REQUIRED ACTION:
List all lines of the data containing the word "instance".

(Stored data)
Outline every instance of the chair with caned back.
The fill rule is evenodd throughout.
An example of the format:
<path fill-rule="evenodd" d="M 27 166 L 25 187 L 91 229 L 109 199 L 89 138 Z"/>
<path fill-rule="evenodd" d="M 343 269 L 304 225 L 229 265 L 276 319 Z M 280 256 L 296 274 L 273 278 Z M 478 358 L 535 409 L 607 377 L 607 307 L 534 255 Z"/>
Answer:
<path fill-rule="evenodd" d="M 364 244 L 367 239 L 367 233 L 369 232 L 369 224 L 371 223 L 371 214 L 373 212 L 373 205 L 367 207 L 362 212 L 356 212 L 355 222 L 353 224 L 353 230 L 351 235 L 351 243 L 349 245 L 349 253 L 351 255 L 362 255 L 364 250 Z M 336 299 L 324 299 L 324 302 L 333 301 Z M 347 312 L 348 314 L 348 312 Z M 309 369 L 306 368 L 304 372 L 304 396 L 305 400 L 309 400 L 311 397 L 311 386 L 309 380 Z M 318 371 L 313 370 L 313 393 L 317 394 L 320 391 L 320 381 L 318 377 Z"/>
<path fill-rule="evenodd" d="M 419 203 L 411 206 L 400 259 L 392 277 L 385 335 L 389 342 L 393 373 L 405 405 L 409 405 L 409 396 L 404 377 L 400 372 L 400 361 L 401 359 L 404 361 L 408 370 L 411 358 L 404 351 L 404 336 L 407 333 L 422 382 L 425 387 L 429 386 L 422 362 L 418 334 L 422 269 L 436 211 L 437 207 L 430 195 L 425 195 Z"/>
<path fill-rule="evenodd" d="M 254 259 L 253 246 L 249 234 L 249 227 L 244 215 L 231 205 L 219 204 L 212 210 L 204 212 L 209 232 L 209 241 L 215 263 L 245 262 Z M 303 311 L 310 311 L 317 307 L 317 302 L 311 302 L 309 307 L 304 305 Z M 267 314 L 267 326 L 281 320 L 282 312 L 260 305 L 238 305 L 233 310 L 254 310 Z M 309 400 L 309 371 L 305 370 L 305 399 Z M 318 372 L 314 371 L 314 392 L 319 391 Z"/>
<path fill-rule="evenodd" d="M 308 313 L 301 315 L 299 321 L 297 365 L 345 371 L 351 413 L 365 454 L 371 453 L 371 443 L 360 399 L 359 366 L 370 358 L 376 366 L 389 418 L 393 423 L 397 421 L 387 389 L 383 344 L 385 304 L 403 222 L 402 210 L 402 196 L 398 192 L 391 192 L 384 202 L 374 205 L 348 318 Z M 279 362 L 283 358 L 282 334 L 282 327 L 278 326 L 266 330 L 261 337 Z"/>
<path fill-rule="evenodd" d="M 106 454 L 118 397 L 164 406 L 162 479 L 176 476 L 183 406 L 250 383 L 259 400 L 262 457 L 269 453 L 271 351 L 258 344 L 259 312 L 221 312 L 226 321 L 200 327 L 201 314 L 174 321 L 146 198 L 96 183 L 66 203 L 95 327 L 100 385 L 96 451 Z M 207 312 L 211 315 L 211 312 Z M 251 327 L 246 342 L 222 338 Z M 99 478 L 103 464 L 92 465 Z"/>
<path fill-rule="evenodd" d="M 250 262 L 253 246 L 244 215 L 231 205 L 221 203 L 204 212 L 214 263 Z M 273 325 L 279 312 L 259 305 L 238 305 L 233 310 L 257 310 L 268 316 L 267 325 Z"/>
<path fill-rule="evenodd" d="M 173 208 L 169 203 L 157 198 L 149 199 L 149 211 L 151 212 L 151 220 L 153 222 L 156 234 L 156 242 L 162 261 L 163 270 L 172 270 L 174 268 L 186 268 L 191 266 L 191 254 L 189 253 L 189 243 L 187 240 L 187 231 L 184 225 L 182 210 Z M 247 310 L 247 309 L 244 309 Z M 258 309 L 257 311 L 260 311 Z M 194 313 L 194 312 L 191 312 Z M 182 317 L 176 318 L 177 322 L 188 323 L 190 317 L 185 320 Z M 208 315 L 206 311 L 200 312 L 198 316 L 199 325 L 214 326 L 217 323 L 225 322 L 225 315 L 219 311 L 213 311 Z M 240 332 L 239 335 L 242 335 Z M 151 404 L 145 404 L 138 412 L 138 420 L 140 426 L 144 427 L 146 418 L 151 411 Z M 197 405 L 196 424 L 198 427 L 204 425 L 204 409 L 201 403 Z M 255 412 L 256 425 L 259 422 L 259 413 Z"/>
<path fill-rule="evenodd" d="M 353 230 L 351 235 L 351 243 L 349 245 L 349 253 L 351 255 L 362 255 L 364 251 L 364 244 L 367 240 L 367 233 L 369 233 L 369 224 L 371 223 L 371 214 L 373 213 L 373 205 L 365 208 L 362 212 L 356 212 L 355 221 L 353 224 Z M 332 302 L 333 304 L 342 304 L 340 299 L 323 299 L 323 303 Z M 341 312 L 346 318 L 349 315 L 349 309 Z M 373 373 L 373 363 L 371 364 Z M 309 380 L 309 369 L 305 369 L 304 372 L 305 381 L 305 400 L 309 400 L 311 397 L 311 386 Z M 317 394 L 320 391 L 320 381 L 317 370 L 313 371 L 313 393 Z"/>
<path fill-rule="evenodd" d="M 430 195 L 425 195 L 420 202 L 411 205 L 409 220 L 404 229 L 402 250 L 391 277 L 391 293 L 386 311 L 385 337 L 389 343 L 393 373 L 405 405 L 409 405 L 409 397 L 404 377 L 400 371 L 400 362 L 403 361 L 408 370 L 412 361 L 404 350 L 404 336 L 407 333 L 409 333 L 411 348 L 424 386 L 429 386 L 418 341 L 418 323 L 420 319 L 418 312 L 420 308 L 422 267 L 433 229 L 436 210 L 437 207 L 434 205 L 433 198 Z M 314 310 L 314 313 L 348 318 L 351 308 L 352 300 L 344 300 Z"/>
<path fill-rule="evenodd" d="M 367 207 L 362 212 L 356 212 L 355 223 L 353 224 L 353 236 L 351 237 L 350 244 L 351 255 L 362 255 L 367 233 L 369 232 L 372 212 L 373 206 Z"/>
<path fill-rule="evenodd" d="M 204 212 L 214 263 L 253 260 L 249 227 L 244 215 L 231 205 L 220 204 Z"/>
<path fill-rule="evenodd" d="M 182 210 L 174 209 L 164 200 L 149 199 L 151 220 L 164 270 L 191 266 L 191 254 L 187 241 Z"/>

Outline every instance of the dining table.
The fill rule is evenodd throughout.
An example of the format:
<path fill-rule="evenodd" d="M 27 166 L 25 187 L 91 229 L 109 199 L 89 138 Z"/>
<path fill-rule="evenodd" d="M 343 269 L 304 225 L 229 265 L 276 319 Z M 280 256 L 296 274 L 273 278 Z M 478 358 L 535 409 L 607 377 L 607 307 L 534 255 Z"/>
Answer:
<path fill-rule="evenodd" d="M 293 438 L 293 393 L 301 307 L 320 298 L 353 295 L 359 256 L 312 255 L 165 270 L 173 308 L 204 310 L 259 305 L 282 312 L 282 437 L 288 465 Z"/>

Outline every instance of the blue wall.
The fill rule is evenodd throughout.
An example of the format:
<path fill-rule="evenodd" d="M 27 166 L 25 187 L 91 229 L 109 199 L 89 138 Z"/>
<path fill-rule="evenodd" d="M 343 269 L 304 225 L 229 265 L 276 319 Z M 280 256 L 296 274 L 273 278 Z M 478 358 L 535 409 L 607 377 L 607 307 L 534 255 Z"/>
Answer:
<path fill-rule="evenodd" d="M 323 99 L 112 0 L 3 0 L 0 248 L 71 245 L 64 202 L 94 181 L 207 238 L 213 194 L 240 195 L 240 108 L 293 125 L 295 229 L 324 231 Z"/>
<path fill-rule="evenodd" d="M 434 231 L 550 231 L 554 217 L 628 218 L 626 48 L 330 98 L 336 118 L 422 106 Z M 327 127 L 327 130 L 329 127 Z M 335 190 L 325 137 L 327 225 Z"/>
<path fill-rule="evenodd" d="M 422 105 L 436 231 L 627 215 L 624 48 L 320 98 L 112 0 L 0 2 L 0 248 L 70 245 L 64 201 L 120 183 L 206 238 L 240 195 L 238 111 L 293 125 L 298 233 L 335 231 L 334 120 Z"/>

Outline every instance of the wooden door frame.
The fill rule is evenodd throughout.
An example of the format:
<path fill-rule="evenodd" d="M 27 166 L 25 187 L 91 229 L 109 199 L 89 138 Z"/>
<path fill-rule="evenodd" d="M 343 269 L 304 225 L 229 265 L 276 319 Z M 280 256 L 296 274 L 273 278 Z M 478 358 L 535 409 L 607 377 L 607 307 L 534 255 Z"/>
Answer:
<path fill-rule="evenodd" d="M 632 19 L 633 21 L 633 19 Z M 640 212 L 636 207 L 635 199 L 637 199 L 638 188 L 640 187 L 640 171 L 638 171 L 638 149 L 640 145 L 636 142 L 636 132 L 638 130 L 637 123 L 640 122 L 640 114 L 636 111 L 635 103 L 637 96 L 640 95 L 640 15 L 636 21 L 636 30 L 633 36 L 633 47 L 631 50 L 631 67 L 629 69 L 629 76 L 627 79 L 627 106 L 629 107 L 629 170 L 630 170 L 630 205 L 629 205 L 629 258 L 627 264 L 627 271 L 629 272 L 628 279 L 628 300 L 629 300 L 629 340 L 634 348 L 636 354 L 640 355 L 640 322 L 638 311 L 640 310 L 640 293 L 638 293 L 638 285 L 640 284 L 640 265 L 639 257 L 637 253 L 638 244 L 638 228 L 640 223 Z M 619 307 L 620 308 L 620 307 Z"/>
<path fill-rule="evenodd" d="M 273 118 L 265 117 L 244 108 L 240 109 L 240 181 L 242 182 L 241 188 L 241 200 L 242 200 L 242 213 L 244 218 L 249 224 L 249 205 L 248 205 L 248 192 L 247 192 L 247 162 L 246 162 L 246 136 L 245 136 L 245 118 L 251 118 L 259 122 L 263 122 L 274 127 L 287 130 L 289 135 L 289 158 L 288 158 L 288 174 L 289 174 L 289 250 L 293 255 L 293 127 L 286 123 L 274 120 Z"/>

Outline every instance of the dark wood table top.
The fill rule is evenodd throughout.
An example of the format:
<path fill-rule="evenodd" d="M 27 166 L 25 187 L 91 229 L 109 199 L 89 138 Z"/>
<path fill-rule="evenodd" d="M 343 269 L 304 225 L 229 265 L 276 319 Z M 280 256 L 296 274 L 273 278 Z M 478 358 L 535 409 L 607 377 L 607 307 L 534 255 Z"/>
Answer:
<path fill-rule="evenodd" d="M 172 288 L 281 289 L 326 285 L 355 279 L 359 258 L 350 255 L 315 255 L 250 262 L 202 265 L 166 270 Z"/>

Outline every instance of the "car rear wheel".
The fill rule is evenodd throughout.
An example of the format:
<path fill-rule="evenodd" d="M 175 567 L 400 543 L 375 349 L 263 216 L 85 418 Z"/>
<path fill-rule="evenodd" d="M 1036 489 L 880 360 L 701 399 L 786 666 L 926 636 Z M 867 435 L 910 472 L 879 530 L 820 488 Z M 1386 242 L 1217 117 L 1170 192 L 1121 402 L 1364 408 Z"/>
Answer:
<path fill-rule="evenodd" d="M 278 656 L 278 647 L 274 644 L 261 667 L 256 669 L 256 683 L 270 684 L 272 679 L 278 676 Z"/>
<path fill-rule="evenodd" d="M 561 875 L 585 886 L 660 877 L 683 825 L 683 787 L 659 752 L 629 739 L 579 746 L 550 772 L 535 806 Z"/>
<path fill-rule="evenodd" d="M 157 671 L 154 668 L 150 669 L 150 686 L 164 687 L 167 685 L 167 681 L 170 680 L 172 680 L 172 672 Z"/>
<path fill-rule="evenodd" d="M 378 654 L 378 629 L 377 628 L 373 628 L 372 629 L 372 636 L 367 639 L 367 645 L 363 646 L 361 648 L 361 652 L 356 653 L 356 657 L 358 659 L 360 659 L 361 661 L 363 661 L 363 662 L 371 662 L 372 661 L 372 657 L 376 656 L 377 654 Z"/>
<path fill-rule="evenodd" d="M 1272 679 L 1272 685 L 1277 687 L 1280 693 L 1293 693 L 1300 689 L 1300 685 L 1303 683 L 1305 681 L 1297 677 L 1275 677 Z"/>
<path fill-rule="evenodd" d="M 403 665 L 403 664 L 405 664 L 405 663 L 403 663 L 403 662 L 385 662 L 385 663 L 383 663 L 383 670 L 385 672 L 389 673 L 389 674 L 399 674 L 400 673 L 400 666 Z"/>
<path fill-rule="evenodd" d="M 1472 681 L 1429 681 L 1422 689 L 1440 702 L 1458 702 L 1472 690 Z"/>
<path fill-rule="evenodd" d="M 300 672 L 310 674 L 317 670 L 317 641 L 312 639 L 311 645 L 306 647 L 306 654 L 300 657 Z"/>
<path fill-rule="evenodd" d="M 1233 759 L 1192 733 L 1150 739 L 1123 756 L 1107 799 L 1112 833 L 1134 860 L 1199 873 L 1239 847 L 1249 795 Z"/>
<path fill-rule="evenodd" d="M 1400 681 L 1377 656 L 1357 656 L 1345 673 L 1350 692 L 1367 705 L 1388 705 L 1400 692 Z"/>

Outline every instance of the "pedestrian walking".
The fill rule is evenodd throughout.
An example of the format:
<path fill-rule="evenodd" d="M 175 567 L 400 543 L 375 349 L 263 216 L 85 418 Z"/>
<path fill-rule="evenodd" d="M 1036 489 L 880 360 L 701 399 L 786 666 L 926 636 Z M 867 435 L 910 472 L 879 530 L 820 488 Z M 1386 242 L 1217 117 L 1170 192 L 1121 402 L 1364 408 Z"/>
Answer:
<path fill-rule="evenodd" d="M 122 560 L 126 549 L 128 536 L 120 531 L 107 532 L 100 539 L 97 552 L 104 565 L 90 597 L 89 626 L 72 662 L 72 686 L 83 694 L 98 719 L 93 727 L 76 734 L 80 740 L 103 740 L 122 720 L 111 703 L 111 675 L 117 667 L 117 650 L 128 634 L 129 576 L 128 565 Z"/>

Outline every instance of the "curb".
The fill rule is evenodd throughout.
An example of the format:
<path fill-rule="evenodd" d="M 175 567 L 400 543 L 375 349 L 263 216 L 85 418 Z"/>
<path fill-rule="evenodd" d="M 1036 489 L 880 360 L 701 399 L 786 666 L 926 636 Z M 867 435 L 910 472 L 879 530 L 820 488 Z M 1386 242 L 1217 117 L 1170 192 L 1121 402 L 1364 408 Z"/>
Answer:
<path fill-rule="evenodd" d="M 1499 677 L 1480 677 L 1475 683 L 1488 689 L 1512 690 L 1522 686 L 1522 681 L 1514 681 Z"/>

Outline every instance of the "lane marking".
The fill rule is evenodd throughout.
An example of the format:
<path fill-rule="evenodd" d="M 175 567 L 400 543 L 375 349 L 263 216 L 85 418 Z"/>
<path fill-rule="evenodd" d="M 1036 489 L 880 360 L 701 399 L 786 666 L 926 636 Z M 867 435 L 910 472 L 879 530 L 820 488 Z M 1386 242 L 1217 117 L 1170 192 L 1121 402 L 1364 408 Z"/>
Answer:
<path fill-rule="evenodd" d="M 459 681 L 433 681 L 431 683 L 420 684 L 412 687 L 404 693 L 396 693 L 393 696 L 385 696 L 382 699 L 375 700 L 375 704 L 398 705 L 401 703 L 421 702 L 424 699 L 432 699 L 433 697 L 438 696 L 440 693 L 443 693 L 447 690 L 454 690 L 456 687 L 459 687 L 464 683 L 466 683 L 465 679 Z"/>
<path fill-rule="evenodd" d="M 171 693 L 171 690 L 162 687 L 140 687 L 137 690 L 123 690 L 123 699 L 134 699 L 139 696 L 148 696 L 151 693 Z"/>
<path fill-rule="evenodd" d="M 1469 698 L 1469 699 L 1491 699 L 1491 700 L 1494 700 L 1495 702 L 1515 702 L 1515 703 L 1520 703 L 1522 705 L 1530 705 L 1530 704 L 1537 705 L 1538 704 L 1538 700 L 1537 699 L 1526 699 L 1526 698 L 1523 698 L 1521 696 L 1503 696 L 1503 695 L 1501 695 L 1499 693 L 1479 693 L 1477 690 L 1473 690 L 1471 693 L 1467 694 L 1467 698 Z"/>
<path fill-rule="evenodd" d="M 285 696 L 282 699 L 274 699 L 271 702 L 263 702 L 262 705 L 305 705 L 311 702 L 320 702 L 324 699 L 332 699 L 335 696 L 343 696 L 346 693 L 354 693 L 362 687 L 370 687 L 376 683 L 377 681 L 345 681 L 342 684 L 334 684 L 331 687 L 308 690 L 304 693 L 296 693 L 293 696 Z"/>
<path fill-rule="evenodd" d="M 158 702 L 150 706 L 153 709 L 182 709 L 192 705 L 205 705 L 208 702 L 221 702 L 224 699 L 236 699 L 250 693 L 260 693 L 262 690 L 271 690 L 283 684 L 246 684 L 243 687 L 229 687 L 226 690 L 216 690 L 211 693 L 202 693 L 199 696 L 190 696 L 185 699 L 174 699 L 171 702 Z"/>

ANSWER FOR THE TASK:
Outline every instance of the chair with caned back.
Outline every instance of the dining table.
Outline every instance of the blue wall.
Outline every instance of the wooden door frame.
Outline every instance of the dark wood table top.
Outline every instance of the "car rear wheel".
Outline every instance of the "pedestrian walking".
Outline every instance of the "curb".
Outline every instance of the "lane marking".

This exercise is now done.